──────── Brano fornito ────────

Sarebbe fin troppo facile citare il Principe di Salina (il Gattopardo): “tutto deve cambiare affinché tutto rimanga come prima”, ma, in effetti, ben pochi cambiamenti si intravedono rispetto al passato, se non nello stile. Le politiche economiche e sociali si mantengono sempre e comunque nella scia dell’ideologia liberista e nel primato del capitale.
Il PRC era, ed è tuttora, per lo svolgimento di elezioni anticipate, unica occasione per uscire dalla crisi attraverso la via maestra della democrazia.
La nuova situazione politica presenta comunque due elementi su cui occorre riflettere:
1.   la forte contraddizione che si apre nella teoria bipolarista e maggioritaria, voluta per costruire l’alternanza degli schieramenti -basandosi sul primato dei programmi e sull’ideologia-, vede oggi attuarsi il massimo del consociativismo e l’annullamento delle differenze programmatiche di fronte ai diktat della BCE;
2.   si è concretizzato quel “governo amministrativo” che era il cavallo di battaglia di Guglielmo Giannini, fondatore e leader della formazione di destra dell’Uomo Qualunque, il quale riteneva sufficiente un ragioniere per governare l’Italia . Oggi, di ragionieri, … e di prefetti, … e di ammiragli, ne abbiamo un intero governo;

Ma, noi siamo consapevoli che la tecnica non è mai neutrale! Dietro un governo tecnico si nascondono tutte quelle scelte che le forze politiche vogliono fare senza però assumersene le responsabilità!

──────── Estratti del dataset ────────

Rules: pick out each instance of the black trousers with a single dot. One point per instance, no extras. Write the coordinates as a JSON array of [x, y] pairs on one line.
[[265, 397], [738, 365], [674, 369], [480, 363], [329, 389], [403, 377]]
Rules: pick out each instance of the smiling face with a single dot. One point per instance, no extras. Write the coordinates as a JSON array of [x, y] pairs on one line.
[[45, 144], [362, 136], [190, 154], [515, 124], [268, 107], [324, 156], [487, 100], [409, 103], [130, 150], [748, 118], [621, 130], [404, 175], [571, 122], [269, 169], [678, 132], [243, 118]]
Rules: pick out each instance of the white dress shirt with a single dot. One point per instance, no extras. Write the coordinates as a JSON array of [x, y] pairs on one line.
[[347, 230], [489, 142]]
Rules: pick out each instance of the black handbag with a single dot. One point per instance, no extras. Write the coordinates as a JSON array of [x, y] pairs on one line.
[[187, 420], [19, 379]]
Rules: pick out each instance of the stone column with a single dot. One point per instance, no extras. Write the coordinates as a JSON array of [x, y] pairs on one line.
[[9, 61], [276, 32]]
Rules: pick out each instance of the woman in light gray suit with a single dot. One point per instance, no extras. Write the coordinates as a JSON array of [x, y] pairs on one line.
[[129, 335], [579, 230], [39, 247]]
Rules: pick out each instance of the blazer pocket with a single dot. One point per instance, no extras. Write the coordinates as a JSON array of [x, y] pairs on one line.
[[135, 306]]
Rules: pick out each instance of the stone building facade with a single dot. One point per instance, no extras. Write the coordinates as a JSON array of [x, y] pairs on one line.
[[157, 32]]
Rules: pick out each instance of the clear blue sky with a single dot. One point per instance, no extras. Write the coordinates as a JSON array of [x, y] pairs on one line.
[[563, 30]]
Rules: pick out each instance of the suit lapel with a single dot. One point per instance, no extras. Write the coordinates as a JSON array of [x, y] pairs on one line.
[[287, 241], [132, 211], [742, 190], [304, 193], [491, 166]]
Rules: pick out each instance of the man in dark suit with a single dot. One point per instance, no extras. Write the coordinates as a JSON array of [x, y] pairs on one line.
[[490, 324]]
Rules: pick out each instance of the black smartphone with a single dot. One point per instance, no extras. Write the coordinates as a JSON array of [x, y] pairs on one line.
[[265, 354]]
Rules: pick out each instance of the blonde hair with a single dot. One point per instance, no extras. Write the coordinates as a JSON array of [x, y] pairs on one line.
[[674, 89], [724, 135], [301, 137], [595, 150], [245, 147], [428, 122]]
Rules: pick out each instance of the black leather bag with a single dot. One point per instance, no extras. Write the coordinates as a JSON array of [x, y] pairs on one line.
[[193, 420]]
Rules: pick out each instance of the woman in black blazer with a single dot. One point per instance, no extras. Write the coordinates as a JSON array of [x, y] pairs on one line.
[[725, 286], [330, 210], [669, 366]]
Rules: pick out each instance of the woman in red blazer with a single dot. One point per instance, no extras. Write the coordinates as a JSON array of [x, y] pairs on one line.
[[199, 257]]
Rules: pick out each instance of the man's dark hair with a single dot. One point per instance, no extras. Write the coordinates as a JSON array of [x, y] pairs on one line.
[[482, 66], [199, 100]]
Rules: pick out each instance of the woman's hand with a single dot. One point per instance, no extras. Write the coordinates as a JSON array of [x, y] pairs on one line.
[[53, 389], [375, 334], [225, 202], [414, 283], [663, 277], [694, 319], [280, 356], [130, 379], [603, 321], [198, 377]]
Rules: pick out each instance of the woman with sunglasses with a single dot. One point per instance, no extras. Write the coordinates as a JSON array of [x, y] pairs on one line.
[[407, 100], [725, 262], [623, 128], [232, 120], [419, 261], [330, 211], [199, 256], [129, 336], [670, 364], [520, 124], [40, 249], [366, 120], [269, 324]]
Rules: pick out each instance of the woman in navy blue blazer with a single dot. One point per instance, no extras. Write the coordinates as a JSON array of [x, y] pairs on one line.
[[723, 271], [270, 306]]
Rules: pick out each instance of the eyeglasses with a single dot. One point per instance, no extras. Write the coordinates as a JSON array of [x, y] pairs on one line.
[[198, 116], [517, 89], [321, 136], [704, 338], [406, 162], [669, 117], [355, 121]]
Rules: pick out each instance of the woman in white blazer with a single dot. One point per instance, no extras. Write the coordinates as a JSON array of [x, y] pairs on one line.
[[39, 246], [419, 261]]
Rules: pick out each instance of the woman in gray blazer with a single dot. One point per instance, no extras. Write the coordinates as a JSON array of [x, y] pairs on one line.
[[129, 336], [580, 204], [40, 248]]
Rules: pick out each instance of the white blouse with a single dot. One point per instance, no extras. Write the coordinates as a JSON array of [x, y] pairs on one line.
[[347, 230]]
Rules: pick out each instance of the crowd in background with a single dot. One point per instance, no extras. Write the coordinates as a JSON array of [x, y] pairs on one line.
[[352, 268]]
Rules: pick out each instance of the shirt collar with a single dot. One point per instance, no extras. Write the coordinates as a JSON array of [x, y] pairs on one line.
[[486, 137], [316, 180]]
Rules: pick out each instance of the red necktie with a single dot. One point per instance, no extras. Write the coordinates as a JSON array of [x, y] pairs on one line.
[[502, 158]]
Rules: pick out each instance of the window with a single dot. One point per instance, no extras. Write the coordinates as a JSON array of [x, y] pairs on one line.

────────

**Compito assegnato A**: Trascrivi alla lettera la parte del brano sul governo tecnico che inizia con le parole contenenti "Ma, noi siamo" e termina con "assumersene le responsabilità!".
**Compito assegnato B**: Secondo il brano sul governo tecnico, chi fu il fondatore della formazione di destra dell'Uomo Qualunque?
**Compito assegnato C**: Prosegui il brano sul governo tecnico dopo l'ultima frase riportata.
I record provengono da un'altra fonte.

**Risultato A**:
Ma, noi siamo consapevoli che la tecnica non è mai neutrale! Dietro un governo tecnico si nascondono tutte quelle scelte che le forze politiche vogliono fare senza però assumersene le responsabilità!

**Risultato B**: Il fondatore fu Guglielmo Giannini.

**Risultato C**:
E, allora, è chiaro a quale volontà politica risponderà l’attuale governo, è ben chiaro, visto fra l’altro che appartengono tutti alla medesima scuola di pensiero economico.
L’impegno immediato che abbiamo quindi come Partito della Rifondazione Comunista e come Federazione della Sinistra è quello di lavorare da subito alla costruzione del coordinamento delle forze politiche e sociali che si oppongono al governo Monti per affermare che “noi il debito non lo paghiamo”. Per affermare che si devono colpire gli speculatori, le grandi banche, i patrimoni miliardari, gli evasori fiscali, tagliare le spese militari, le grandi opere inutili e dannose e rispettare la volontà popolare espressa dai referendum.
Su questa base deve fondarsi la nostra opposizione al governo Monti, che, se per competenza e presentabilità è certo lontano anni luce dall’esperienza berlusconiana, minaccia esserne la continuazione sul piano pratico, dando il via libera alle misure contenute nella famosa lettera della BCE che contribuiranno ad aumentare le disparità sociali.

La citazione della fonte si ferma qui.